**Recorded data**.
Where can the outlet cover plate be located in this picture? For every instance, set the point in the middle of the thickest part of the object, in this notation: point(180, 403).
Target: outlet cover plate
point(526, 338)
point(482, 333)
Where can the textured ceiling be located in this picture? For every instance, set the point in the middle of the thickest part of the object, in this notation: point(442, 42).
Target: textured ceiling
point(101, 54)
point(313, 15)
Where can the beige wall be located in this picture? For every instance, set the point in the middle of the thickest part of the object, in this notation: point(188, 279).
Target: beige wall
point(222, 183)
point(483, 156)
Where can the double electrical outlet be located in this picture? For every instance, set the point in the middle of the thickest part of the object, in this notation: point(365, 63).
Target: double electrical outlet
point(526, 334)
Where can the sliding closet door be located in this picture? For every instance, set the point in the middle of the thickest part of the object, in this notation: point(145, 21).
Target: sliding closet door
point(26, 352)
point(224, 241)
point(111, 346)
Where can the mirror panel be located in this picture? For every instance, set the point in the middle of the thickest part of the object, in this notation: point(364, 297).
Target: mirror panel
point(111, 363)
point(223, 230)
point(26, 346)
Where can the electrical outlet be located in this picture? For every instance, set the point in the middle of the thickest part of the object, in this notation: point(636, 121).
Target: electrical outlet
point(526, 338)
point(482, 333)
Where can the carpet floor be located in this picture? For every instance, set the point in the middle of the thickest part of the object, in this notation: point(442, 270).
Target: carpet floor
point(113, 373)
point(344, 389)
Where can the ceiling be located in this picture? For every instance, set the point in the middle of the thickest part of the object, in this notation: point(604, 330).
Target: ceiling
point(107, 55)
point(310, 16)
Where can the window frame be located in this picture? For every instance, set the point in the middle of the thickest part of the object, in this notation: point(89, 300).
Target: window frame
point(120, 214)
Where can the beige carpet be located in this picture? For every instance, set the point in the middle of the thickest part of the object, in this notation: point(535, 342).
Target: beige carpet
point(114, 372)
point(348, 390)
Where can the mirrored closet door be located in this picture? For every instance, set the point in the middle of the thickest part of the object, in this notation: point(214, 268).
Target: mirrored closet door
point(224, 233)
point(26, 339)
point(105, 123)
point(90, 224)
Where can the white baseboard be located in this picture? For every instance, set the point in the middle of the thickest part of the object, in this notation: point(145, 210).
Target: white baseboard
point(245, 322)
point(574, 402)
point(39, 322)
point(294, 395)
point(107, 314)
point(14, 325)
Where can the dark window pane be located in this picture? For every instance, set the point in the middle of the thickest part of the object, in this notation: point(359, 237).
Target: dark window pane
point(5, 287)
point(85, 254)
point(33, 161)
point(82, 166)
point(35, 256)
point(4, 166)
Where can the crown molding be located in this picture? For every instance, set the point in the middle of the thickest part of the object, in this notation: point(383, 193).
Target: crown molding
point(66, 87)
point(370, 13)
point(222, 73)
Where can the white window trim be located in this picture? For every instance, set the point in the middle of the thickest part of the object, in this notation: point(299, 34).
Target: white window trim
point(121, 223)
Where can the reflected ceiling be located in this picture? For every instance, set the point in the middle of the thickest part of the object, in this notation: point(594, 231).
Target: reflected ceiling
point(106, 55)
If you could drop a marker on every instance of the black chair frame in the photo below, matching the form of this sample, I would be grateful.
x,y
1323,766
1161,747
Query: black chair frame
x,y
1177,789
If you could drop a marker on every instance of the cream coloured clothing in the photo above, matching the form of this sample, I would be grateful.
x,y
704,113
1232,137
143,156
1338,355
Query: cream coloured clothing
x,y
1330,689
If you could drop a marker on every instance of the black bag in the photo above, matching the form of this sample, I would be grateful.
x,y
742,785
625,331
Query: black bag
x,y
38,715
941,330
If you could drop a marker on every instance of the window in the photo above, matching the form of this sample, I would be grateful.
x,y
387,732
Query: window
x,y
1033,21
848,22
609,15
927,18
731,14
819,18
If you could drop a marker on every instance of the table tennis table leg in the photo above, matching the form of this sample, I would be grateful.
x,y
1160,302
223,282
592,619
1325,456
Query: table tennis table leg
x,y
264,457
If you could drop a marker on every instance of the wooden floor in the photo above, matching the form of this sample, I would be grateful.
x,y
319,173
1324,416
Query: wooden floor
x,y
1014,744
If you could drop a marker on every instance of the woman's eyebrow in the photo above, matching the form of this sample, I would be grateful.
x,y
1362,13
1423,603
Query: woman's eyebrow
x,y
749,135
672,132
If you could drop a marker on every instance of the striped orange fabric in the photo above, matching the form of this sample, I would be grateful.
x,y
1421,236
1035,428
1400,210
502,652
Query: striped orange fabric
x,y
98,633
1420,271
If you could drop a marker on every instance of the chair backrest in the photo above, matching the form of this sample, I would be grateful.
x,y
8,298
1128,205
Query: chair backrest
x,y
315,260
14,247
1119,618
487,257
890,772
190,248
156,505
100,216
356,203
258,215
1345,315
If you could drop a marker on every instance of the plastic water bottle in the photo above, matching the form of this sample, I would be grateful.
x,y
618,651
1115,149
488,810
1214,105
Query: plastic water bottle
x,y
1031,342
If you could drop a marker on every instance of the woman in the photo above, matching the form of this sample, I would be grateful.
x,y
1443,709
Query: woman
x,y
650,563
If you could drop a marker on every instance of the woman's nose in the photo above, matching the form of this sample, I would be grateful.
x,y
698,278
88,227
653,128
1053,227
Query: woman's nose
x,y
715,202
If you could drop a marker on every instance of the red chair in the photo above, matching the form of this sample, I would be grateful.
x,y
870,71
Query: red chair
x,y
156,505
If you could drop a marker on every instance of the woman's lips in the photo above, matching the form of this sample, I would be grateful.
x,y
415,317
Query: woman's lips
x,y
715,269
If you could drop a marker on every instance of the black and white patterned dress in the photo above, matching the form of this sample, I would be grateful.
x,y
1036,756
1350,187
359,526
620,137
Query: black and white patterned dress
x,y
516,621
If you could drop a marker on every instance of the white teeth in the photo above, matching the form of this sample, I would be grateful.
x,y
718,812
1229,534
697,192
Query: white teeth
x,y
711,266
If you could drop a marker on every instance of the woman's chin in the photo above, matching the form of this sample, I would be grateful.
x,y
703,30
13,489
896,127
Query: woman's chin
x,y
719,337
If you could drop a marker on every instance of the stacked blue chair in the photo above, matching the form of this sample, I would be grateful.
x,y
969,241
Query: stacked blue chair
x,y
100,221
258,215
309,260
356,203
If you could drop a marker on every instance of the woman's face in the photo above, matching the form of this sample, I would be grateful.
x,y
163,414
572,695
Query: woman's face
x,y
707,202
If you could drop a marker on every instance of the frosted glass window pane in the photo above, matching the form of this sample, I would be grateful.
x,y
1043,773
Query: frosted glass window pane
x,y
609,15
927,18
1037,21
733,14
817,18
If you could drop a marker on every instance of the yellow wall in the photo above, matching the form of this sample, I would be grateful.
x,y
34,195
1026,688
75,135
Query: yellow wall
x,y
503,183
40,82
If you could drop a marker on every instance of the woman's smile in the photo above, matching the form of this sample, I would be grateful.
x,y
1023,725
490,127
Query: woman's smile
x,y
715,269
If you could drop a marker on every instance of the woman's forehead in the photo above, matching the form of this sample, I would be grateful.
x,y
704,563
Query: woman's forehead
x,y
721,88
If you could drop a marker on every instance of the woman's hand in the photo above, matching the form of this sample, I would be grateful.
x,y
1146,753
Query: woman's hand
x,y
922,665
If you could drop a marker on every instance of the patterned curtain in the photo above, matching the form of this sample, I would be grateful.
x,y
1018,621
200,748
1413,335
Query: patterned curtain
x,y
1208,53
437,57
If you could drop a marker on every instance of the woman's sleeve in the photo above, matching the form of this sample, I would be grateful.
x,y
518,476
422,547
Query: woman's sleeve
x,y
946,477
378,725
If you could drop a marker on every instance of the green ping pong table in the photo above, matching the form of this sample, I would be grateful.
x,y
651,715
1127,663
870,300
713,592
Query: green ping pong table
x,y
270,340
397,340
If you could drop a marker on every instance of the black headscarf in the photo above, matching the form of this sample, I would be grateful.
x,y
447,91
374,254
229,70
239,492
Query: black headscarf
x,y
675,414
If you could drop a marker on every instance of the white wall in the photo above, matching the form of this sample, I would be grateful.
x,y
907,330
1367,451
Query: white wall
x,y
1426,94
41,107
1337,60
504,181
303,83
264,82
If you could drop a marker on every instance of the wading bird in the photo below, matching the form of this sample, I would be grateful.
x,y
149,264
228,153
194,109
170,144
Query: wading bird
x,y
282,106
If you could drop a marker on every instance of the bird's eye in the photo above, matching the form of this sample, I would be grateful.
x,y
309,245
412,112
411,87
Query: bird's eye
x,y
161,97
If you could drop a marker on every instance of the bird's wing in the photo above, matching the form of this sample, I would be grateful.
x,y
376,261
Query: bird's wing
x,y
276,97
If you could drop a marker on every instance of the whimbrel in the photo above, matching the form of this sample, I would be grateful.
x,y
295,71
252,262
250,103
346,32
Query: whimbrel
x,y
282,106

**Brief**.
Retype nothing except the lines from the line holding "of the wading" through the last line of the entries, both included.

**Response for this exercise**.
If you could drop a marker on every instance of the wading bird in the photo below, matching the form of this sample, I would be grateful.
x,y
149,264
228,153
194,109
170,144
Query: wading bird
x,y
282,106
If you could drop a marker on every instance of the bird's eye in the photo above, matching the form of this sample, I would be grateful.
x,y
309,245
412,112
411,87
Query: bird's eye
x,y
161,97
If you could drop a marker on every instance of the bird's wing in the photo above, matching the form of this sample, I would be grateful.
x,y
376,261
Query: bird's wing
x,y
276,97
If you could drop a marker on every instance of the whimbrel in the photo above, matching the form of this sample, I would be grateful.
x,y
295,71
252,262
250,103
346,32
Query: whimbrel
x,y
282,106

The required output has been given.